Content starts

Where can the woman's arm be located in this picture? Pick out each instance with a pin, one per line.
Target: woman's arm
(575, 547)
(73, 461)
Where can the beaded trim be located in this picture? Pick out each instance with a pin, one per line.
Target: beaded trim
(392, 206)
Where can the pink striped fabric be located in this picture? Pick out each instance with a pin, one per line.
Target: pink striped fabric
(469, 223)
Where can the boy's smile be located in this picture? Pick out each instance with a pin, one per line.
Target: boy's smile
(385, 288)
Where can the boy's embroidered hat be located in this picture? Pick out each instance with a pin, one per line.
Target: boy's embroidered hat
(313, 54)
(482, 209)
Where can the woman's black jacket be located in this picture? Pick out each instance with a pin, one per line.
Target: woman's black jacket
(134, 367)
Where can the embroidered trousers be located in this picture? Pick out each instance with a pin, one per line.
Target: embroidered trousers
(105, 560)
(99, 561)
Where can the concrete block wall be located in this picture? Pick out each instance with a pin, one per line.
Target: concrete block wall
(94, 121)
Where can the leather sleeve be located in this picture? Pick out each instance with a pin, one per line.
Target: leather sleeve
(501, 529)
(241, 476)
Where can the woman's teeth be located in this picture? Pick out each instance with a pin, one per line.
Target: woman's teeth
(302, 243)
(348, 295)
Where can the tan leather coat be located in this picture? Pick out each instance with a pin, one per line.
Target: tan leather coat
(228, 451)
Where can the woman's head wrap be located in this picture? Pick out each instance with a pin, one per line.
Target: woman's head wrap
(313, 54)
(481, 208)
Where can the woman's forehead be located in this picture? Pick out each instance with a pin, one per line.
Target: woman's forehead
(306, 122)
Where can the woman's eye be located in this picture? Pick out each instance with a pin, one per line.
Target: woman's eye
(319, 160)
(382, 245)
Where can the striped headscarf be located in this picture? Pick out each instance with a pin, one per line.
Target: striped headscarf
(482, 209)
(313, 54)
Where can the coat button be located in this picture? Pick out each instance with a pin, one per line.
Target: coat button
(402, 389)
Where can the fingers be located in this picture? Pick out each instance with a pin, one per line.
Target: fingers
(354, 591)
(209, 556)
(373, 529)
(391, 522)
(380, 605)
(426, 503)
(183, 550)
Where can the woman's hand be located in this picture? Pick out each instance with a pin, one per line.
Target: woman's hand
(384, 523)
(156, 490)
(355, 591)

Content ends

The entire listing has to be written out again exactly.

Where can the woman's arm be located in this picture? Pick out each instance with a pin, one per line.
Target: woman's arm
(575, 547)
(73, 461)
Where can the beaded trim be located in this picture? Pick out each instance with a pin, one per line.
Target: beaded trim
(392, 206)
Where can the pink striped fabric be located in this picture? Pick out each instance with a pin, one per line.
Target: pink striped fabric
(469, 223)
Where can the boy's smile be located in this picture? Pick out each instance with a pin, one per line.
Target: boy's smile
(385, 288)
Where can the boy's embroidered hat be located in this picture? Pick out each instance with a pin, one per line.
Target: boy's embroidered hat
(313, 54)
(482, 209)
Where can the woman's black jacket be located in this picture? Pick out each instance with a pin, one per line.
Target: woman's black jacket
(134, 367)
Where can the embroidered trousers be located in this picture? Pick out each instance with a pin, one per line.
Target: embroidered trousers
(105, 560)
(99, 561)
Where can the concrete block wall be located in this picture? Pick out each instance with a pin, one per line.
Target: concrete block wall
(94, 121)
Where can the leather sleeve be located in this picture? Pick out each instance with a pin, one per line.
Target: leather sleeve
(501, 529)
(241, 476)
Where can the woman's teeth be located in this picture? Pick out each instance with a pin, one per line.
Target: woman's teeth
(302, 243)
(348, 295)
Where can the tan leather coat be located in this picture? Pick out each instance with a pin, one per line.
Target: tan leather coat
(228, 451)
Where can the woman's head wrap be located in this picture? Pick out each instance with a pin, one per line.
Target: woman's head wrap
(313, 54)
(481, 208)
Where can the woman's forehead be located in this picture? Pick out each instance with a pin, one per line.
Target: woman's forehead
(306, 122)
Where can the woman's eye be located in this picture? Pick out each instance with a pin, one per line.
Target: woman's eye
(319, 160)
(382, 245)
Where can the striped headscarf be located in this picture? Pick out each instance with a pin, one per line.
Target: striped headscarf
(482, 209)
(313, 54)
Where can the coat button be located in this picture? Pick out each instance with a pin, one per line.
Target: coat button
(402, 389)
Where can the fingers be located in this picture? Pick out each instance with a pin, one per line.
Target: fingers
(354, 591)
(209, 556)
(373, 529)
(391, 522)
(380, 605)
(426, 503)
(183, 550)
Where can the woman's hand be located in this picture? Pick out each instance with a pin, one per line.
Target: woman's hand
(384, 523)
(156, 490)
(355, 591)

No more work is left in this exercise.